→ **TEXTAUSSCHNITT**:
■ ■ ■ ■
Unter dem Drill des Lagers verliert er allmählich die Erinnerung an seine Herkunft. Doch ganz vergißt der seine Mutter und seinen Vater nie.
Je älter er wird, desto mehr fallen ihm Unstimmigkeiten in den Legitimationserzählungen des Camps auf…
“Ihm war schlicht klar geworden, dass jeder Einzelne der Jungen hier ganz spezielle Bedürfnisse hatte, und genau diese wurden ihnen ausgetrieben. Und das wiederum war der Schwachpunkt des Camps. Sie scherten alle über einen Kamm. Seit Balaban das begriffen hatte, wusste er – sie hatten unrecht.”
Auch wenn diese dystopisch-fantastische Grundidee sich nach einem interessanten Rahmen für ethische Fragen anhört und es vielleicht auch ist, kam für mich der Unterhaltungsfaktor von „Perfekte Menschen“ um einiges zu kurz. Viele der mutmaßlichen Parallelbezügen erschlossen sich für mich in Unkenntnis der Ballaban Legende auch nach einer Recherche nicht.
Als gesellschaftliche Dystopie und Parabel hat die Geschichte für mich einigermaßen funktioniert, aber auch hier sind mir sicher einige der Intentionen Grills entgangen. Einige der Ideen (z.b. die Figur Marco) gefallen mir im Ansatz gut. Es sind mir persönlich aber zu viele, die mir dann nicht befriedigend genug ausgearbeitet werden.
Grill schreibt unter anderem auch als Dichterin und das zeigt sich in der sprachlichen Schönheit ihres Romans.
Ich kann abschließend aber leider nicht sagen, dass der Roman mir große Lesefreude oder Bereicherung gebracht hätte. Das kann aber bei dir natürlich schon wieder ganz anders aussehen.
Vielen lieben Dank an den leykam Verlag und der Agentur Wolkenlos für dieses optisch wirklich wunderschöne Rezensionsexemplar! Und natürlich Danke und viel Erfolg für Andrea Grill für diesen Roman.
■ ■ ■ ■
→ **VORLIEGENDE DATENSÄTZE**:
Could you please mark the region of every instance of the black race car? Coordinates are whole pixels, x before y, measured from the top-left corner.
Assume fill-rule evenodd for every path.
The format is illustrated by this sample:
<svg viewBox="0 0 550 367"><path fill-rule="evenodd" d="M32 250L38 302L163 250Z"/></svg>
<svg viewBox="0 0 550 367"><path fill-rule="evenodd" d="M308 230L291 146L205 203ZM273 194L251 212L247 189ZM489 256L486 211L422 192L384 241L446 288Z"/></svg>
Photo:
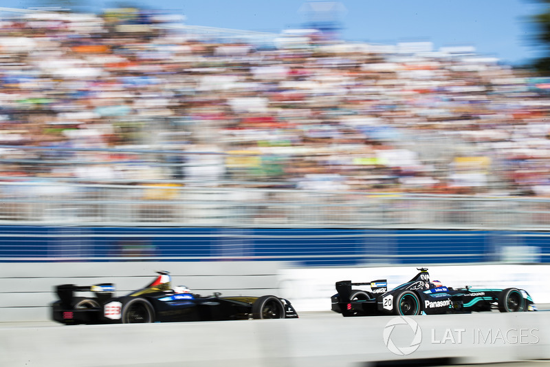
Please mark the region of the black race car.
<svg viewBox="0 0 550 367"><path fill-rule="evenodd" d="M415 277L391 291L388 291L386 280L366 283L337 282L338 293L331 297L332 311L348 317L537 310L531 296L523 289L473 289L469 286L454 289L437 280L430 282L427 269L417 270L420 272ZM371 291L353 289L364 285L369 285Z"/></svg>
<svg viewBox="0 0 550 367"><path fill-rule="evenodd" d="M57 286L59 300L52 304L53 319L63 324L129 324L135 322L212 321L297 318L290 302L274 295L201 297L186 287L170 286L167 271L158 271L145 288L123 297L113 297L113 284ZM74 297L74 292L91 297Z"/></svg>

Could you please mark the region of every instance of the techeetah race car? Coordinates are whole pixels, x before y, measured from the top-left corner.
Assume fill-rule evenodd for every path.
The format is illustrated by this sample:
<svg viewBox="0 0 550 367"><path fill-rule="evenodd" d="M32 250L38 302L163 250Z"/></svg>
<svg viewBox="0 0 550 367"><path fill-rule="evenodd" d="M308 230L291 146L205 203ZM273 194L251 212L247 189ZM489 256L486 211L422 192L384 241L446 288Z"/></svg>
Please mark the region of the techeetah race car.
<svg viewBox="0 0 550 367"><path fill-rule="evenodd" d="M492 309L500 312L537 311L531 296L523 289L474 289L469 286L454 289L437 280L431 282L427 269L417 270L420 272L415 277L391 291L388 291L386 280L366 283L337 282L338 293L331 297L332 311L345 317L469 313ZM369 285L371 291L353 288L364 285Z"/></svg>
<svg viewBox="0 0 550 367"><path fill-rule="evenodd" d="M57 286L59 300L52 304L53 319L65 324L129 324L136 322L213 321L247 319L297 318L290 302L274 295L201 297L186 287L171 286L168 271L157 271L145 288L113 297L111 283L79 286ZM91 292L74 297L74 292Z"/></svg>

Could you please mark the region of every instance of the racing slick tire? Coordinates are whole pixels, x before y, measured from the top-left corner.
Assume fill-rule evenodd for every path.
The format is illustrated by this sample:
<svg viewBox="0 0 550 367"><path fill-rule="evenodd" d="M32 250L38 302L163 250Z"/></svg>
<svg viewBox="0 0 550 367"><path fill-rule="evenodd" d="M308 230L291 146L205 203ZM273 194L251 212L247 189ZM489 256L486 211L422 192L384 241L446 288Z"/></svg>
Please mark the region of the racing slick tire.
<svg viewBox="0 0 550 367"><path fill-rule="evenodd" d="M525 299L516 288L507 288L498 295L498 311L521 312L525 309Z"/></svg>
<svg viewBox="0 0 550 367"><path fill-rule="evenodd" d="M254 319L284 319L285 306L274 295L263 295L252 304Z"/></svg>
<svg viewBox="0 0 550 367"><path fill-rule="evenodd" d="M74 297L72 300L73 308L99 308L99 302L93 298Z"/></svg>
<svg viewBox="0 0 550 367"><path fill-rule="evenodd" d="M393 303L393 314L403 316L420 315L422 312L420 299L415 292L402 291L395 295Z"/></svg>
<svg viewBox="0 0 550 367"><path fill-rule="evenodd" d="M122 324L155 322L155 311L147 300L132 297L122 306Z"/></svg>
<svg viewBox="0 0 550 367"><path fill-rule="evenodd" d="M366 301L367 300L371 300L372 297L372 293L370 292L365 292L364 291L352 290L351 293L349 294L350 301ZM344 317L359 316L360 315L362 314L358 311L349 311L347 310L342 313L342 315Z"/></svg>

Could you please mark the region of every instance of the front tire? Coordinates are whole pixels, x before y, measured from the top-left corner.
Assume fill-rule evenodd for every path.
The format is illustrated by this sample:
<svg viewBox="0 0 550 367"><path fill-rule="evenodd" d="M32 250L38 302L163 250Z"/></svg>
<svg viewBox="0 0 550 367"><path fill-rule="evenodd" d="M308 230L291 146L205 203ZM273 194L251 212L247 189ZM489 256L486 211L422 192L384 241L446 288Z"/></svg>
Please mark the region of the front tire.
<svg viewBox="0 0 550 367"><path fill-rule="evenodd" d="M422 312L420 300L415 292L403 291L394 298L393 313L403 316L420 315Z"/></svg>
<svg viewBox="0 0 550 367"><path fill-rule="evenodd" d="M274 295L263 295L252 304L254 319L284 319L285 306Z"/></svg>
<svg viewBox="0 0 550 367"><path fill-rule="evenodd" d="M525 299L516 288L507 288L498 295L498 311L521 312L525 309Z"/></svg>
<svg viewBox="0 0 550 367"><path fill-rule="evenodd" d="M122 324L144 324L155 321L153 306L144 298L133 298L122 306Z"/></svg>

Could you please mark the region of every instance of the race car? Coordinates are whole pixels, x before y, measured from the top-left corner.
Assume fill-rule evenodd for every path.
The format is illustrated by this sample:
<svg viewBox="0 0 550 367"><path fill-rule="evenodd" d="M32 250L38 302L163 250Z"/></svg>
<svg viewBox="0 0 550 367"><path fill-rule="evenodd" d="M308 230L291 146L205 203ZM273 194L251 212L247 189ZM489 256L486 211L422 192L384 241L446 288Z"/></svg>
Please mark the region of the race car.
<svg viewBox="0 0 550 367"><path fill-rule="evenodd" d="M201 297L187 287L173 289L168 271L145 288L114 297L112 283L56 287L59 300L52 305L53 319L65 324L131 324L156 322L214 321L248 319L291 319L298 313L290 302L274 295L261 297ZM91 292L91 297L74 297Z"/></svg>
<svg viewBox="0 0 550 367"><path fill-rule="evenodd" d="M430 281L426 268L409 282L388 291L386 280L364 283L351 280L336 282L337 294L331 297L332 311L344 317L375 315L432 315L469 313L498 309L500 312L537 311L523 289L454 289L437 280ZM368 285L370 291L354 289Z"/></svg>

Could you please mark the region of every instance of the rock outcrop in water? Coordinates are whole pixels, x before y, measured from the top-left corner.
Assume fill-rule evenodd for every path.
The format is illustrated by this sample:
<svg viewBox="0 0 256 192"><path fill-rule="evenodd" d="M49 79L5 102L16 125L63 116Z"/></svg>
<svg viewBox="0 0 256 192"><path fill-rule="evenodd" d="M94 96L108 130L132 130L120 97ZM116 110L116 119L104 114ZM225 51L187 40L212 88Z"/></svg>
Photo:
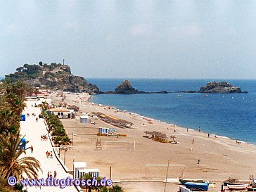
■ ■ ■ ■
→ **GESTELLTE AUFGABE 1**: Zitiere aus der Buchbesprechung wortgetreu die Passage von „Als gesellschaftliche Dystopie“ bis „ganz anders aussehen.“.
→ **GESTELLTE AUFGABE 2**: Gib die Zeilen der Datensätze von der Zeile mit „racing slick tire?“ bis zur Zeile mit „319L284 319L285 306L274“, beide eingeschlossen, als JSON-Liste von Zeichenketten aus, mit einem Eintrag pro Zeile und ohne Leerzeilen.

→ **VOLLSTÄNDIGE LÖSUNG 1**:
Als gesellschaftliche Dystopie und Parabel hat die Geschichte für mich einigermaßen funktioniert, aber auch hier sind mir sicher einige der Intentionen Grills entgangen. Einige der Ideen (z.b. die Figur Marco) gefallen mir im Ansatz gut. Es sind mir persönlich aber zu viele, die mir dann nicht befriedigend genug ausgearbeitet werden.
Grill schreibt unter anderem auch als Dichterin und das zeigt sich in der sprachlichen Schönheit ihres Romans.
Ich kann abschließend aber leider nicht sagen, dass der Roman mir große Lesefreude oder Bereicherung gebracht hätte. Das kann aber bei dir natürlich schon wieder ganz anders aussehen.

→ **VOLLSTÄNDIGE LÖSUNG 2**:
[
  "Could you please mark the region of every instance of the racing slick tire? Coordinates are whole pixels, x before y, measured from the top-left corner.",
  "Assume fill-rule evenodd for every path.",
  "The format is illustrated by this sample:",
  "<svg viewBox=\"0 0 550 367\"><path fill-rule=\"evenodd\" d=\"M32 250L38 302L163 250Z\"/></svg>",
  "<svg viewBox=\"0 0 550 367\"><path fill-rule=\"evenodd\" d=\"M308 230L291 146L205 203ZM273 194L251 212L247 189ZM489 256L486 211L422 192L384 241L446 288Z\"/></svg>",
  "Please mark the region of the racing slick tire.",
  "<svg viewBox=\"0 0 550 367\"><path fill-rule=\"evenodd\" d=\"M525 299L516 288L507 288L498 295L498 311L521 312L525 309Z\"/></svg>",
  "<svg viewBox=\"0 0 550 367\"><path fill-rule=\"evenodd\" d=\"M254 319L284 319L285 306L274 295L263 295L252 304Z\"/></svg>"
]